**Texto de origem:**
******************************

Olá, amigos agropecuaristas. Escrevo esta coluna do aeroporto de Santa Cruz de la Sierra. Estou na Bolívia desde o dia 12 de março e deveria permanecer aqui até o dia 22 deste mês trabalhando em projetos de genética seletiva. Por sorte, consegui um dos últimos bilhetes e antecipei minha volta ao Brasil, já que amanhã, 19 de março, a fronteira da Bolívia deverá ser totalmente fechada e não se sabe até quando.
Que loucura! Em menos de uma semana, o tema do coronavírus (Covid-19) tomou proporções inimagináveis por todo o planeta. Parece roteiro de cinema, e me sinto em meio de uma história de suspense e terror. Agora, é voltar para casa e ficar de quarentena até que as coisas se ajustem.

******************************

Dados de indicação de regiões:
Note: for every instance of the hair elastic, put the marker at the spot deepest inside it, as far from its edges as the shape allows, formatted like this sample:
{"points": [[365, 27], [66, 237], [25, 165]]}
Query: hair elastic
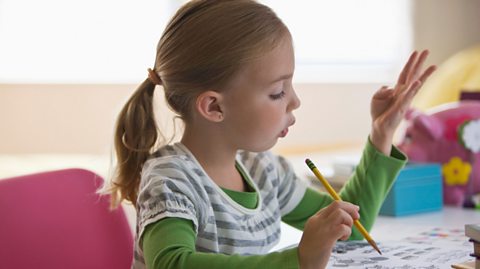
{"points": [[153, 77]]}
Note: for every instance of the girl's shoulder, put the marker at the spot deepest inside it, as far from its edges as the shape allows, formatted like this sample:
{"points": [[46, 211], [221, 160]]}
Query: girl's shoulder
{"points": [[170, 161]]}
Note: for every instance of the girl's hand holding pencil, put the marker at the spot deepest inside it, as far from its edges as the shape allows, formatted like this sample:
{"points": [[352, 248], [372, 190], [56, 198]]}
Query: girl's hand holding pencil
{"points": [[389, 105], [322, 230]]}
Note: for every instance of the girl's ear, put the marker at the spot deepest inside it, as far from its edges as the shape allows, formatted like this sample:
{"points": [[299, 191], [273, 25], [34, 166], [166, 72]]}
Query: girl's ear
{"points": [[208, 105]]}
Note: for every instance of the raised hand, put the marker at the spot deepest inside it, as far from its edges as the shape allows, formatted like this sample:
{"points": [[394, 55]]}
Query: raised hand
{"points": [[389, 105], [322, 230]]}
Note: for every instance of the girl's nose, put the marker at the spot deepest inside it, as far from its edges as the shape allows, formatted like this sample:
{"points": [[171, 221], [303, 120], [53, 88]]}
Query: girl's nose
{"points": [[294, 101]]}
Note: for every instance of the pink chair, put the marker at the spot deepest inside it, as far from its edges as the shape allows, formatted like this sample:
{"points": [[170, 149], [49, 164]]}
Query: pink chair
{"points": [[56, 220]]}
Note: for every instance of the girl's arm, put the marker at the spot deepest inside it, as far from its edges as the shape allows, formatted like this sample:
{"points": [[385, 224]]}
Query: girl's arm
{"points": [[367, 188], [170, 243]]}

******************************

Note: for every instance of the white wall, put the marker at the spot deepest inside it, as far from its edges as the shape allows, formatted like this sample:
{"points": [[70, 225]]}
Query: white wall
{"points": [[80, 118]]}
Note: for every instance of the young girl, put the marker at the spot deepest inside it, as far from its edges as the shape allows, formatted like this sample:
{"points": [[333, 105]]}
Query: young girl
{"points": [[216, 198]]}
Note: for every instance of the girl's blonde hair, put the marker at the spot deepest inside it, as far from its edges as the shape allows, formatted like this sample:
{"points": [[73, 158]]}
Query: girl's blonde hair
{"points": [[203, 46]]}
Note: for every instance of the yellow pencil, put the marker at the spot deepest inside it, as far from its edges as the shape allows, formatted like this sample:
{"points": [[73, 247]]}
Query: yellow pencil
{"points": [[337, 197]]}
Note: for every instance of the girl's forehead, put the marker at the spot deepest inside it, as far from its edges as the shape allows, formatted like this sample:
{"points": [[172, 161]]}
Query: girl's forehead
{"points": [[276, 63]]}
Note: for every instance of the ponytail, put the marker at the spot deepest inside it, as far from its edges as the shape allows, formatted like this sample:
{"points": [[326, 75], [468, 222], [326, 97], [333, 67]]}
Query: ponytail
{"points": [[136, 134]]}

******************************

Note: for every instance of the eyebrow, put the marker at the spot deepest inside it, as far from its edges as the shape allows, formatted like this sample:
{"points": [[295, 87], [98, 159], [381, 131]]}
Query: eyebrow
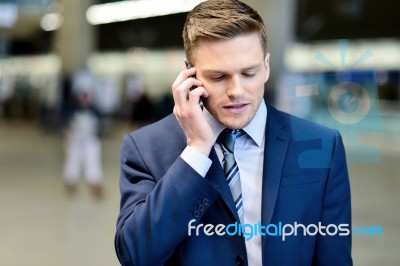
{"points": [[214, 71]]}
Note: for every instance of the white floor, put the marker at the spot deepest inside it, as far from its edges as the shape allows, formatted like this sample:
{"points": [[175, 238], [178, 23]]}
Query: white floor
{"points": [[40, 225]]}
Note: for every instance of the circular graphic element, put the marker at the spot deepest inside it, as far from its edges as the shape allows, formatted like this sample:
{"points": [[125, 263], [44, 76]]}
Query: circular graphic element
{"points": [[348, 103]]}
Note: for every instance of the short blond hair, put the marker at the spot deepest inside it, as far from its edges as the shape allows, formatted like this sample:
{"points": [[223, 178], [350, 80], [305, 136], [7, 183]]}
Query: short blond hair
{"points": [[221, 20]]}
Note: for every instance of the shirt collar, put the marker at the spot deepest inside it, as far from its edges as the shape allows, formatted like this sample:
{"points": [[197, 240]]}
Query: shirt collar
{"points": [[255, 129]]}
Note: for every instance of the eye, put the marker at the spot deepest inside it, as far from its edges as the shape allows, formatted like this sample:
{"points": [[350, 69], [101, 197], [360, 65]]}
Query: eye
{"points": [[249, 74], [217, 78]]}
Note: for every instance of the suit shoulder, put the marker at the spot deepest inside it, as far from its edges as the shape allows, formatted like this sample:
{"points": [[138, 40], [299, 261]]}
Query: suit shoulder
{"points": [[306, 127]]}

******************************

**O que fazer:**
Copie da coluna todo o trecho de "Que loucura! Em" até "coisas se ajustem.", substituindo "quarentena" por "isolamento". Os itens são um material à parte, sem relação com a coluna.

**Resolução:**
Que loucura! Em menos de uma semana, o tema do coronavírus (Covid-19) tomou proporções inimagináveis por todo o planeta. Parece roteiro de cinema, e me sinto em meio de uma história de suspense e terror. Agora, é voltar para casa e ficar de isolamento até que as coisas se ajustem.